TEXT SECTION:
— Start —
Eliza Reid, Iceland's First Lady, has written a book celebrating Iceland's remarkable women. | Icelandair
Pingdom Check
16/02/2022 | 12:00

Eliza Reid: Secrets of the Sprakkar

Newly published in the US and Canada, Secrets of the Sprakkar is the first book from Eliza Reid, the First Lady of Iceland (and former editor of our own in-flight magazine, Icelandair Stopover). 

Eliza's book is a self-described ‘love letter to Iceland’, diving deep into the rich topic of Iceland's extraordinary women and how they are changing the world. Below you can read an excerpt from the book, together with some quotes from Eliza’s inspiring interview subjects.

And the ‘sprakkar’ of the book’s title? It’s an ancient Icelandic word meaning extraordinary or outstanding women. It's worth noting that Iceland has topped the World Economic Forum’s annual index that measures gender equality for the past 12 years, thanks in no small part to the efforts of these remarkable sprakkar. 

The subject of chart-topping gender equality in Iceland often finds its way into global media, and reaction to Eliza's book has been very favorable. Read more in the following articles: What Makes Iceland So Great? Ask Its First Lady in The New York Times, and What can we learn from Iceland? A lot, says a new book about that country's women in The Washington Post. 

About Eliza Reid

Eliza is a journalist, editor, and cofounder of the annual Iceland Writers Retreat. She grew up near Ottawa, Canada, and moved to Iceland in 2003, five years after winning a student raffle for a date with the man who became her husband, Guðni Jóhannesson. 

When Guðni took office as president of Iceland on August 1, 2016, Eliza became the country’s First Lady. In that capacity, she has been active in promoting gender equality, entrepreneurship and innovation, tourism and sustainability, and the country’s writers and rich literary heritage. 

Eliza was previously editor for Icelandair’s own in-flight Stopover magazine. She has also been a staff writer at Iceland Review, and has been published in the New York Times, The Globe and Mail, Monocle, and several other newspapers and magazines.

Secrets of the Sprakkar shares many details of Eliza's education and background, her life in Iceland, and the inspiration behind the book. You can read more of Eliza's story (and reviews of Secrets of the Sprakkar, plus how to buy a copy) on Eliza's website and through her social media platforms

Photo of Eliza Reid, taken by Kristin Bogadóttir

Eliza Reid, journalist, editor, First Lady. Photographer credit: Kristin Bogadóttir

Banner photo: Members of the Jellyfish outdoor adventure group. Photographer credit: Kristin Bogadóttir

Secrets of the Sprakkar

Iceland's Extraordinary Women and How They Are Changing the World – an excerpt

Really, in many ways, this book is my love letter to Iceland—an appealingly imperfect country, a society that is constantly working to improve, where debate thrives but solidarity and empathy envelop us when crises occur. A nation where women persist in seeking equality and where most of us feel supported in that ambition most of the time. A country I am proud to call my home, where I have succeeded as an entrepreneur and learned to use my voice when fate handed me a platform, and one where I believe our achievements today will lead to even more equal futures for the generations to come as well as serve as inspiration to people around the world.
— End —
EXERCISE PROMPT:
Copy out the passage on Eliza Reid from "Eliza is a journalist, editor, and" up to and including "newspapers and magazines.", changing "journalist" to "reporter".

COLLECTED MATERIAL:
— Start —
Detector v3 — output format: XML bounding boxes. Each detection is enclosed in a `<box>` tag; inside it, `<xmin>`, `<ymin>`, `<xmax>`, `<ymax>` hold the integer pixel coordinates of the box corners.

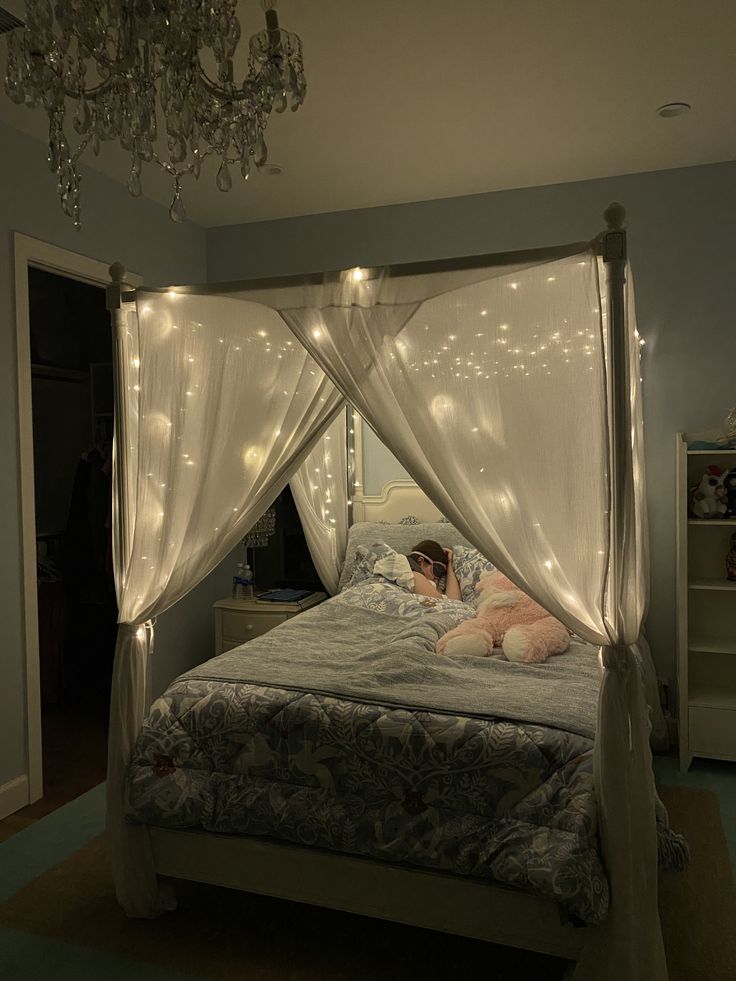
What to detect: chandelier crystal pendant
— End —
WRITTEN ANSWER:
Eliza is a reporter, editor, and cofounder of the annual Iceland Writers Retreat. She grew up near Ottawa, Canada, and moved to Iceland in 2003, five years after winning a student raffle for a date with the man who became her husband, Guðni Jóhannesson. 

When Guðni took office as president of Iceland on August 1, 2016, Eliza became the country’s First Lady. In that capacity, she has been active in promoting gender equality, entrepreneurship and innovation, tourism and sustainability, and the country’s writers and rich literary heritage. 

Eliza was previously editor for Icelandair’s own in-flight Stopover magazine. She has also been a staff writer at Iceland Review, and has been published in the New York Times, The Globe and Mail, Monocle, and several other newspapers and magazines.